(Document section Opens)

Dear You don't think you count, Mama,
First let me wish you a Happy Mother's Day. Because indeed, you do count. You are a mother.
You know what it is to sacrifice everything for your child that you do not even have yet. You know how to sacrifice financially, emotionally, and even spiritually. You've sacrificed your body with large bore needles and drugs that cause bizarre side effects. You've sacrificed your dignity with every other day transvaginal ultrasounds. You've sacrificed your sanity, because when everything is telling you it won't work, you have to try one.more.time. And you know grief like no other. You've grieved month after month for the child that will not be. You've grieved the 2nd pink line that faded too quickly. You've grieved the baby whose heart remained quiet. You've given birth to a sleeping angel. Or you've lost your baby way too soon. Yes, Mama, you've got grief covered better than most mothers.
You are nailing all the most difficult parts of motherhood, and yet have not received a single reward. No tiny hand has gripped your finger. No beady eyes have stared back at you. No tiny lips have curled into that oh, so sweet smile. No little bellies have quivered with baby giggles at your provoking. You are not even awarded for the amazing amount of fortitude you demonstrate when you get out of bed each morning. Yet you do and you keep going. And for that you deserve mother of the year!
I had a hard time accepting that I counted as a Mama before I had a living child. But I tell you, the 5.5 years it took to get here are way harder than anything I've faced being Matt's Mama. Even the witching hour when I cannot do anything to soothe Matthew is not nearly so hard as getting out of bed the day after you find out your last treatment cycle did not work. Yet people are eager to wish me a Happy Mother's Day now. With Matt, I know we'll live through the night and wake up to a smiling, cooing baby. With fertility treatments there is so much investment with no guarantee of anything.
And yet, no one dares wish you a Happy Mother's Day. Well, I do. I wish you a Happy Mother's Day and pray that your healthy little one finds its way to you very soon. I honor your journeys and think about you every single day, not just on Mother's Day.
So again, Happy Mother's Day to you, for you have given of yourself more than most parenting mothers. I send my love and strength as you continue on with the spirit cancer that is infertility. Battle on my friend.

(Document section Closes)
(Study material Opens)

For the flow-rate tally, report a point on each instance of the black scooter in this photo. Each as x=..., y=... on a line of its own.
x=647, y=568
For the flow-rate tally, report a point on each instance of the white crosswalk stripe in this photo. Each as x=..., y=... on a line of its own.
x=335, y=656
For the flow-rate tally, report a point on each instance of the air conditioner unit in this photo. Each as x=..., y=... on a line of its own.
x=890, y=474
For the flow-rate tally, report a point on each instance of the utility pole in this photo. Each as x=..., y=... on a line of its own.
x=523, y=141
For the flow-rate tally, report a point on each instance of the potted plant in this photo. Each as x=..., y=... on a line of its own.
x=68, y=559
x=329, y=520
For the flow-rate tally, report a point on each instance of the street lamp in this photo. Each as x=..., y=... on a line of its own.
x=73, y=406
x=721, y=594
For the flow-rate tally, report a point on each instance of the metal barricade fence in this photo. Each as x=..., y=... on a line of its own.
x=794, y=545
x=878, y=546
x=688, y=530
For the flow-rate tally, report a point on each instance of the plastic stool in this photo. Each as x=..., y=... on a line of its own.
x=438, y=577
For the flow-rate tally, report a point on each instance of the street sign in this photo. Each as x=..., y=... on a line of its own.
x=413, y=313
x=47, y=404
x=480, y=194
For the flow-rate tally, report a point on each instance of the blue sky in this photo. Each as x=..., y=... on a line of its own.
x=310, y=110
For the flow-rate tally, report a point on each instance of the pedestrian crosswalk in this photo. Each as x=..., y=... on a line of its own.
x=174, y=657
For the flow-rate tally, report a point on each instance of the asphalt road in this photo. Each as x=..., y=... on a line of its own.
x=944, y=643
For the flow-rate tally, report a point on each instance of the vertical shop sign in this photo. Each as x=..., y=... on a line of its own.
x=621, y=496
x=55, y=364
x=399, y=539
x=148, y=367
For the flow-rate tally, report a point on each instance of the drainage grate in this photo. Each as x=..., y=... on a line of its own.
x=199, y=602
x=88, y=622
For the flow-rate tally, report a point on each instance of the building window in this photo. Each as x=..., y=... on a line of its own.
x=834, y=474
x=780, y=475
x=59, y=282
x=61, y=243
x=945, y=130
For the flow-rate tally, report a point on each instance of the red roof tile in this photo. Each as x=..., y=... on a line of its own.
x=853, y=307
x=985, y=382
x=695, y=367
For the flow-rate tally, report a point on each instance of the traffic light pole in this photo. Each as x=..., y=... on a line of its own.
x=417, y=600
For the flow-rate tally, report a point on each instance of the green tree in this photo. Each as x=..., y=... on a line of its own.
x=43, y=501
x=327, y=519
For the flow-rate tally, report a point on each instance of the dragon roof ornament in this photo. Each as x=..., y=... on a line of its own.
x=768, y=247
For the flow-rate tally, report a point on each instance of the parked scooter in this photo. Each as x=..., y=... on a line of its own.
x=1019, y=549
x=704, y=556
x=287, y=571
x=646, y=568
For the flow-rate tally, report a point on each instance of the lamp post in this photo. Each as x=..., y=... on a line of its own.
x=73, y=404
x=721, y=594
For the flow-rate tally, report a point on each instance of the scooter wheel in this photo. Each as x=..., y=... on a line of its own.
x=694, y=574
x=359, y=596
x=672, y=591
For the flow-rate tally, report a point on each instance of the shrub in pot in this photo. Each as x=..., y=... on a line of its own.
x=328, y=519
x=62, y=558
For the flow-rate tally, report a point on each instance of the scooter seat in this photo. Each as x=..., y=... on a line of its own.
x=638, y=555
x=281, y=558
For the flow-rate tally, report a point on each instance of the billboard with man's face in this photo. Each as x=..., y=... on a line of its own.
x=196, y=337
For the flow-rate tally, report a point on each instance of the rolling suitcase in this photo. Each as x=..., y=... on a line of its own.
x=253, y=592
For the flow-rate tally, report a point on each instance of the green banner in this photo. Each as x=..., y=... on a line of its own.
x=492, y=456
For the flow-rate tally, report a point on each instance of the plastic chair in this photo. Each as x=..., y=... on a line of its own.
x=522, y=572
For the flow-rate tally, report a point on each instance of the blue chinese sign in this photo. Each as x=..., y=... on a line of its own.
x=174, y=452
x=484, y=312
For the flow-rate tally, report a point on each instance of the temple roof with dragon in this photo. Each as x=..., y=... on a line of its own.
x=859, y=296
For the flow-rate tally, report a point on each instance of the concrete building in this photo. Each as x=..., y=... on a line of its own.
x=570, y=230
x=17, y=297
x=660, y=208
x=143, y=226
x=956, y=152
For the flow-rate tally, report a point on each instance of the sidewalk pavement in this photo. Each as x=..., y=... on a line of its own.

(Study material Closes)

**Directions**:
Answer these questions from the Mother's Day letter, numbering each answer to match its question.
1. How often does the letter say the ultrasounds came?
2. How many years did the writer say it took to get here?
3. What does the final paragraph call infertility?

**Response**:
1. Every other day
2. 5.5 years
3. The spirit cancer